**Problem requirements**
Rewrite the listing below with "garage door panel" changed to "front door" wherever it appears, keeping everything else the same. Leave the pictures out of your answer.

#####

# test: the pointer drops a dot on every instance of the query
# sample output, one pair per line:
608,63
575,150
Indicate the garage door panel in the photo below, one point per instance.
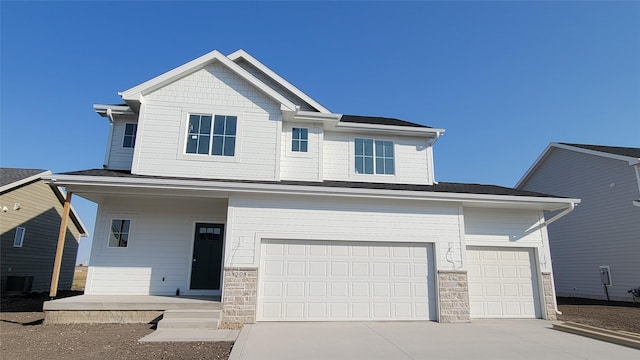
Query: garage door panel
502,284
376,281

#####

**Result for this task**
# test: the pointer drops a dot on every instance of the query
# sample output, one pair per line:
608,63
575,150
Indicate the front door in the photo below, one point per instance.
Query: front door
502,284
376,281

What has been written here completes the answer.